Exercise goal:
Write out exactly the lines running from the line that includes "Task: set a dot on every instance of the bristlecone" to the end of the data, both ends included, and nothing besides.

Information provided:
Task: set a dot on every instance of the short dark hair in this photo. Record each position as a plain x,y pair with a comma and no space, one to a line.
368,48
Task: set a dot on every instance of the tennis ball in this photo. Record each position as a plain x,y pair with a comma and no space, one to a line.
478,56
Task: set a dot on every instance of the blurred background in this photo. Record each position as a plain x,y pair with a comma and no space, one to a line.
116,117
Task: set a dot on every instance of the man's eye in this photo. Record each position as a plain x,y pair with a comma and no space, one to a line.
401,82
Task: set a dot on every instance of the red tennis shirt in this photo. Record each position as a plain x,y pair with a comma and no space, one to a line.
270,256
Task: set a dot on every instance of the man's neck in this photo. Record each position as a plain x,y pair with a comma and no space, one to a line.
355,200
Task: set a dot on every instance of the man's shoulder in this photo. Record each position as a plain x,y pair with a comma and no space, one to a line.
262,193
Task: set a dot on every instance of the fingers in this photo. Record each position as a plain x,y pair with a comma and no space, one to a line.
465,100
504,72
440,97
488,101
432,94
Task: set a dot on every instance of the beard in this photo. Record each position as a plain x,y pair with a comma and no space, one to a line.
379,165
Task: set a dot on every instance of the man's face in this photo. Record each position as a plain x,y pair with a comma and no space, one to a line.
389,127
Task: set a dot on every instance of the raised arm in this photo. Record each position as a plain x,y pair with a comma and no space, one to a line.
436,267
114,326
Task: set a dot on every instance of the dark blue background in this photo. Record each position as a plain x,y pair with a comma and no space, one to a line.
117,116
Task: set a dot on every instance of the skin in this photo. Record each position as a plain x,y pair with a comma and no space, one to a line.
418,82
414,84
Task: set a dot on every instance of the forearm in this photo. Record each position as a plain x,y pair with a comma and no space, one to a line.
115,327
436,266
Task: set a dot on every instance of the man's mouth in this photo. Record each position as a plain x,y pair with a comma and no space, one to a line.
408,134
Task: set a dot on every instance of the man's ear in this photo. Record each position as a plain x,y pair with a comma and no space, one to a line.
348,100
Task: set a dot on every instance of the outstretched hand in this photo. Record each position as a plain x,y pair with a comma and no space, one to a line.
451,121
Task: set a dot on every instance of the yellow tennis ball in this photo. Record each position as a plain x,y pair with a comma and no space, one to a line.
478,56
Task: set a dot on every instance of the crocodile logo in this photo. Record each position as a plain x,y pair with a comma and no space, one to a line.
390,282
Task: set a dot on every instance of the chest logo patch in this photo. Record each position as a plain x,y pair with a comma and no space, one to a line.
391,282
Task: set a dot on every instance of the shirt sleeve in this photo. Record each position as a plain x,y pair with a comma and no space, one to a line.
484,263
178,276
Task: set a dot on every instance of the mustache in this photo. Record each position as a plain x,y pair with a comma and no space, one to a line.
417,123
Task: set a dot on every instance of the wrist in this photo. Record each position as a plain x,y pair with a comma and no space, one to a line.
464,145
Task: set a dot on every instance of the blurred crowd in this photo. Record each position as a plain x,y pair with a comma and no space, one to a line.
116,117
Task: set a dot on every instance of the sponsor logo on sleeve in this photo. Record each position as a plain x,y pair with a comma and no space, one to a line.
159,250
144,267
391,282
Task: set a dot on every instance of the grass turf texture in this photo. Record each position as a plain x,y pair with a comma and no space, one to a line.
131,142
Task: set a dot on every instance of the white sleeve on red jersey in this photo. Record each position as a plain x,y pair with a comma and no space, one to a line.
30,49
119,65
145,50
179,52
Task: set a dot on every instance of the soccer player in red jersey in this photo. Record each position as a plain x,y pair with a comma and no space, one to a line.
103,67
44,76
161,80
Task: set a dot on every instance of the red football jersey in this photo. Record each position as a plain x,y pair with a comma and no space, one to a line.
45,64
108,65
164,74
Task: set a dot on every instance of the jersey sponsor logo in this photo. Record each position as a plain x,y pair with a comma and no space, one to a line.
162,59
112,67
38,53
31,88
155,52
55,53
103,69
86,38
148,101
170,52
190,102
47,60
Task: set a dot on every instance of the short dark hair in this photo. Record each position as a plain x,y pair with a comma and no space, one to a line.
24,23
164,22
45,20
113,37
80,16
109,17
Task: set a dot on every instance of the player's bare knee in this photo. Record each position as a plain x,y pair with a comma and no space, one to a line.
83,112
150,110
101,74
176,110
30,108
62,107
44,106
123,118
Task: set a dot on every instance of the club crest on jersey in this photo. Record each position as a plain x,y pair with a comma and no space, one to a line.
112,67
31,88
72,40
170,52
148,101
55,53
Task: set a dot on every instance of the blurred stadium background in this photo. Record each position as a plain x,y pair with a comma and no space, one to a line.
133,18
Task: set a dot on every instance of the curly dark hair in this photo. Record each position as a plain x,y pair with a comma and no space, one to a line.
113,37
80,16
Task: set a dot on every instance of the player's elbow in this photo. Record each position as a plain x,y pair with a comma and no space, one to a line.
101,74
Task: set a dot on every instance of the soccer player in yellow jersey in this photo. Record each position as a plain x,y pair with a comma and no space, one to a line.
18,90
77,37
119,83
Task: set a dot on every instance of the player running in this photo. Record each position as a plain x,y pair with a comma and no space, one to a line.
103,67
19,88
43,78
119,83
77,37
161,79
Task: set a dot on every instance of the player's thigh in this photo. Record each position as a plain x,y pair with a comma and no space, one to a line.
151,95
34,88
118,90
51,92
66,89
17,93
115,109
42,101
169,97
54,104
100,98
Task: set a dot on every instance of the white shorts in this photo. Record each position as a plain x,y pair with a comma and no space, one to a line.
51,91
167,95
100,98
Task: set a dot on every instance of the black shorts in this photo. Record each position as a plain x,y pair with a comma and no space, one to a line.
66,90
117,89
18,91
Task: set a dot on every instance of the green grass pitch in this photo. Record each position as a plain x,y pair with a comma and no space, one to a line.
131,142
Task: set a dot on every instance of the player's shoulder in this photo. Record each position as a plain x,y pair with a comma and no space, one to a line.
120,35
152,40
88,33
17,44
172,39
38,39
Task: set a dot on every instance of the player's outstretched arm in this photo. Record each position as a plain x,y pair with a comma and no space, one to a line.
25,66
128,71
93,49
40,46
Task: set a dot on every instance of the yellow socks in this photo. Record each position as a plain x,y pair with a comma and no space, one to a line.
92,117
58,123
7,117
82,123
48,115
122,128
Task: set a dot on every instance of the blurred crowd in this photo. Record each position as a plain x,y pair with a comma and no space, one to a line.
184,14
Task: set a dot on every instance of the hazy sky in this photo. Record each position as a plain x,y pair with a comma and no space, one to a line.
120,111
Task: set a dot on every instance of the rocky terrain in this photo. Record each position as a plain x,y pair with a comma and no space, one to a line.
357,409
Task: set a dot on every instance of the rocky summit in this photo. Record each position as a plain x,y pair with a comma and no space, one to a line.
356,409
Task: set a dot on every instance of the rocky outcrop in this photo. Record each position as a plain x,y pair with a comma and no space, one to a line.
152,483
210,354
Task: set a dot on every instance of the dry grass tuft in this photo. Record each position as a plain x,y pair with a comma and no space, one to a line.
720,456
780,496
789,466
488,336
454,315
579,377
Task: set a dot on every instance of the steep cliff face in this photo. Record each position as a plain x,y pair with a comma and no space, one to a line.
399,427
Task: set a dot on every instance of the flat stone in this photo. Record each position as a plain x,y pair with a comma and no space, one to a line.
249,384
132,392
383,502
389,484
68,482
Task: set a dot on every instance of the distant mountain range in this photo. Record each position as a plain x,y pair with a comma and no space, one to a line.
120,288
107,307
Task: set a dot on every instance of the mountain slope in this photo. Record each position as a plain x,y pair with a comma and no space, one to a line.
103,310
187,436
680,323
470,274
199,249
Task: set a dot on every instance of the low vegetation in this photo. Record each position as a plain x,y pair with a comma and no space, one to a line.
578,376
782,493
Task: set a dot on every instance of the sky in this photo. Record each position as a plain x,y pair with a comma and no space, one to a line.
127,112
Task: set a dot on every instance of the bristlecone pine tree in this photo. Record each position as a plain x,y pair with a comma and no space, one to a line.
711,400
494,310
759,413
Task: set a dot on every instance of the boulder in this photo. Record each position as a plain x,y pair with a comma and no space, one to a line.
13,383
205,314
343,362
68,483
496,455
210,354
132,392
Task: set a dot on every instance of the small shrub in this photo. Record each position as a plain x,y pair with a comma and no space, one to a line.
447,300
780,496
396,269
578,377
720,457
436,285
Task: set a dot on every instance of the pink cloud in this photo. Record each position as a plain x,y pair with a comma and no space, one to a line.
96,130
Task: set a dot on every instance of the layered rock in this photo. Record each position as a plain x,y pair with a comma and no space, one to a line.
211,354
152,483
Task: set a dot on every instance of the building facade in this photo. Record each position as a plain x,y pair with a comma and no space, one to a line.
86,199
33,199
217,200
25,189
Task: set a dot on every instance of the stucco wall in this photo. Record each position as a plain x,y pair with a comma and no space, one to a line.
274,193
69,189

Answer to the exercise:
Task: set a dot on every instance of the bristlecone pine tree in this photo. Record each position as a plain x,y pair with a comma and no space, one to a line.
711,400
494,310
759,413
Task: set a dot on every instance of the boulder in this photo. Record each position as a plain x,y pair with a comma and no space, one to a line.
13,383
205,314
343,362
68,483
496,455
210,354
132,392
Task: set a dot on every instance of the small shrub in this photo. Record each position as a plain x,y pair with a comma and no space, one to a line.
447,300
780,496
396,269
578,377
720,457
436,285
Task: set a dot on every instance of the pink cloud in this photo. Record each position as a plain x,y pair with a comma and no space, one to a line.
96,130
Task: set a dot on every instance of the layered rock in this photo. Record each position as a plain x,y pair with a comma and no space, one to a line.
211,354
152,483
Task: set a dot on every instance of the building facade in this photo. Record each position as a plain x,y pair with a comma and no space, one to a line.
86,199
33,199
217,200
25,189
Task: set a dot on every instance of the stucco wall in this photo. Record each position as a plain x,y pair with a comma and no space, one to a line.
274,193
69,189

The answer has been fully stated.